:: Task prompt ::
Using the data that follows, report how many lines include "pole"; output no other text.

:: Data for the task ::
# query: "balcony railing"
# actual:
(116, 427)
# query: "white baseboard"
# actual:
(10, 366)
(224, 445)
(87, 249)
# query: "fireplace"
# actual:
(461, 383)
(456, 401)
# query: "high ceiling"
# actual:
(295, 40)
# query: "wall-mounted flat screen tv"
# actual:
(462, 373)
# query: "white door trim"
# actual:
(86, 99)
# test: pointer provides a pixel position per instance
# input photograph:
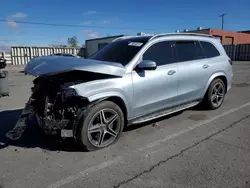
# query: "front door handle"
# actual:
(171, 72)
(205, 66)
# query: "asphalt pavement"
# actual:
(195, 148)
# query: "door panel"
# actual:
(154, 89)
(194, 70)
(192, 80)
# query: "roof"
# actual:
(109, 37)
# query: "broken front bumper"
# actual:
(21, 124)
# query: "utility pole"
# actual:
(222, 21)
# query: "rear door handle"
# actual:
(171, 72)
(205, 66)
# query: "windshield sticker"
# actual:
(138, 44)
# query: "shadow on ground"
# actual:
(32, 136)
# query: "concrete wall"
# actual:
(21, 55)
(237, 38)
(227, 37)
(92, 44)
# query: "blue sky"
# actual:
(132, 15)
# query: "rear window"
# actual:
(209, 49)
(188, 50)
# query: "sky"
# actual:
(101, 18)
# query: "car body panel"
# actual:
(56, 64)
(154, 89)
(111, 87)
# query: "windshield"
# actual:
(120, 51)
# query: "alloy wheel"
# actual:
(218, 93)
(104, 127)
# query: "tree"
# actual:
(73, 42)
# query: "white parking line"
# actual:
(10, 109)
(105, 164)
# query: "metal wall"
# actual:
(92, 45)
(21, 55)
(240, 52)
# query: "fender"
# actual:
(212, 77)
(112, 93)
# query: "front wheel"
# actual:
(101, 126)
(215, 95)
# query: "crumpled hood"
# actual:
(58, 64)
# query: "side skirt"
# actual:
(162, 113)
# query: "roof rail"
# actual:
(172, 34)
(124, 37)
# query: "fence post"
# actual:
(31, 54)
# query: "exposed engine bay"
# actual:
(54, 105)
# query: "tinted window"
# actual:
(188, 50)
(161, 53)
(120, 51)
(209, 49)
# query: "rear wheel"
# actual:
(215, 95)
(101, 126)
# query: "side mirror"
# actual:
(147, 65)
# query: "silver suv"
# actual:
(129, 81)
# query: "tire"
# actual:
(92, 121)
(210, 99)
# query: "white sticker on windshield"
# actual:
(138, 44)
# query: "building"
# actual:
(93, 45)
(226, 37)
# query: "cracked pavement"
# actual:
(194, 148)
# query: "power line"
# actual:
(68, 25)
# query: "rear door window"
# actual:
(161, 53)
(188, 50)
(209, 49)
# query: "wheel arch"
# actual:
(220, 75)
(116, 97)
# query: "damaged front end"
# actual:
(55, 106)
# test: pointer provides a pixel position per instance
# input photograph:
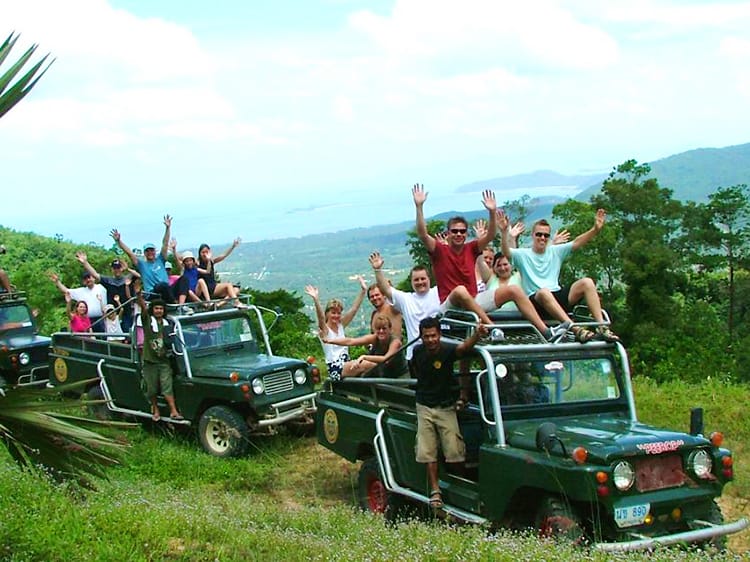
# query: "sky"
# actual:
(279, 119)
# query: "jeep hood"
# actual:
(247, 365)
(604, 437)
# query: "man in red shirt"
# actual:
(453, 263)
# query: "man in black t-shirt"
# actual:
(437, 424)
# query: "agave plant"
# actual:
(37, 434)
(11, 94)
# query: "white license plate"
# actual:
(631, 515)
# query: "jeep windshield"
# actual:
(557, 380)
(222, 335)
(15, 317)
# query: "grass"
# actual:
(289, 499)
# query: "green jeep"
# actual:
(23, 352)
(227, 381)
(553, 442)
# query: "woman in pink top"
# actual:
(79, 317)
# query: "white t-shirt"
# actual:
(415, 308)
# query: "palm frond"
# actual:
(37, 435)
(10, 95)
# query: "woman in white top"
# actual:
(332, 322)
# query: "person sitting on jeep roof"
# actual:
(432, 365)
(156, 366)
(332, 322)
(384, 359)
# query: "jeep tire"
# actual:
(223, 432)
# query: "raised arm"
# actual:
(55, 278)
(505, 243)
(586, 237)
(362, 340)
(222, 257)
(115, 234)
(167, 235)
(348, 316)
(81, 257)
(488, 200)
(315, 294)
(420, 196)
(377, 262)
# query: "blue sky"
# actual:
(274, 119)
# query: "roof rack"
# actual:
(460, 324)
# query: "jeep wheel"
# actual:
(556, 520)
(98, 411)
(373, 495)
(223, 432)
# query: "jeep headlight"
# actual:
(700, 463)
(300, 376)
(623, 475)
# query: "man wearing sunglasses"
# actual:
(453, 264)
(540, 269)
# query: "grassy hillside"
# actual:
(290, 499)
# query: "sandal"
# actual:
(604, 333)
(436, 499)
(583, 335)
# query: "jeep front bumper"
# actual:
(280, 412)
(707, 532)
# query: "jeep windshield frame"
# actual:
(613, 396)
(234, 331)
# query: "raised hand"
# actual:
(517, 229)
(312, 291)
(488, 200)
(601, 216)
(561, 236)
(480, 228)
(376, 260)
(419, 194)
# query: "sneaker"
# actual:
(556, 333)
(605, 334)
(496, 334)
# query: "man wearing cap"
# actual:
(116, 286)
(91, 293)
(189, 286)
(151, 265)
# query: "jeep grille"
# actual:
(655, 473)
(278, 382)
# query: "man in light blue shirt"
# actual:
(540, 269)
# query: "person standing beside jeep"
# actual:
(151, 266)
(156, 365)
(437, 423)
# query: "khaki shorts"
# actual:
(438, 427)
(156, 375)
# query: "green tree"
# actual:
(648, 222)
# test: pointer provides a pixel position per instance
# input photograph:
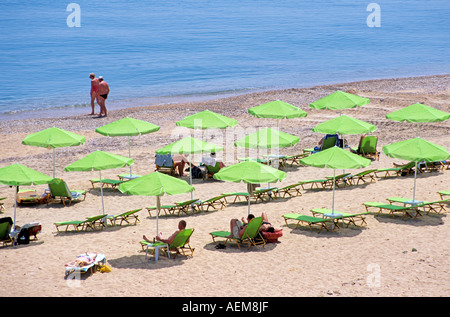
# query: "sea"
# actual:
(162, 51)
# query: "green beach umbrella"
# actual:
(418, 113)
(156, 184)
(344, 125)
(20, 175)
(251, 173)
(339, 100)
(189, 145)
(335, 158)
(52, 138)
(127, 127)
(277, 110)
(98, 161)
(416, 150)
(207, 120)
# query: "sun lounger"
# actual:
(125, 216)
(30, 196)
(262, 193)
(317, 183)
(179, 245)
(90, 222)
(126, 176)
(328, 224)
(167, 209)
(346, 218)
(444, 193)
(74, 267)
(364, 176)
(399, 170)
(410, 211)
(113, 183)
(340, 180)
(251, 236)
(295, 158)
(58, 189)
(290, 190)
(215, 203)
(2, 206)
(5, 230)
(237, 196)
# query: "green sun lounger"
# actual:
(328, 224)
(179, 245)
(237, 196)
(59, 190)
(324, 183)
(113, 183)
(89, 222)
(364, 176)
(251, 235)
(290, 190)
(410, 211)
(346, 218)
(125, 216)
(215, 203)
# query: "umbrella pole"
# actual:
(129, 153)
(53, 162)
(334, 183)
(158, 207)
(190, 174)
(415, 176)
(101, 190)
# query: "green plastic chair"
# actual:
(5, 229)
(251, 236)
(179, 245)
(59, 190)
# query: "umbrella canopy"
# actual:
(207, 120)
(20, 175)
(127, 127)
(54, 138)
(416, 150)
(335, 158)
(277, 110)
(418, 113)
(344, 125)
(251, 173)
(339, 100)
(156, 184)
(98, 161)
(267, 138)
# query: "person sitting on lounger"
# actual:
(169, 240)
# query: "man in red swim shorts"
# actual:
(103, 91)
(94, 89)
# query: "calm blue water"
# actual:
(183, 48)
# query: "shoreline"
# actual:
(303, 263)
(157, 101)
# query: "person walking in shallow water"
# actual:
(103, 91)
(94, 90)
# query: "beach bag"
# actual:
(197, 172)
(24, 236)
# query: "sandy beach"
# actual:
(385, 257)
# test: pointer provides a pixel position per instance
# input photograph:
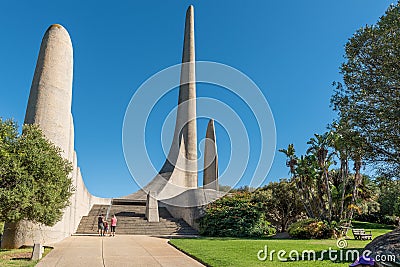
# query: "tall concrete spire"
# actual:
(50, 98)
(185, 127)
(210, 174)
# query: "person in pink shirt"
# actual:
(113, 225)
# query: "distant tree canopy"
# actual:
(34, 177)
(369, 99)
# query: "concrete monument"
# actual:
(49, 106)
(210, 174)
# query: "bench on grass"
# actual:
(361, 234)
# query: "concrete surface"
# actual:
(118, 251)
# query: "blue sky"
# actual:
(291, 49)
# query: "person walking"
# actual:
(105, 227)
(113, 225)
(100, 224)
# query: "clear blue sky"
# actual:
(291, 49)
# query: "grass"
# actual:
(243, 252)
(18, 257)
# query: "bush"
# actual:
(234, 216)
(311, 228)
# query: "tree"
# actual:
(319, 148)
(34, 178)
(280, 202)
(369, 99)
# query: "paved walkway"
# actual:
(124, 250)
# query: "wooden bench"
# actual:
(361, 234)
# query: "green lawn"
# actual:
(243, 252)
(18, 257)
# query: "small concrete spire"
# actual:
(50, 97)
(210, 174)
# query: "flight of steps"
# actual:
(132, 221)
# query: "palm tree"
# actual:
(319, 147)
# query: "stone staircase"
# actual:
(132, 221)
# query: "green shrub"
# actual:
(311, 228)
(234, 216)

:: Expected answer ::
2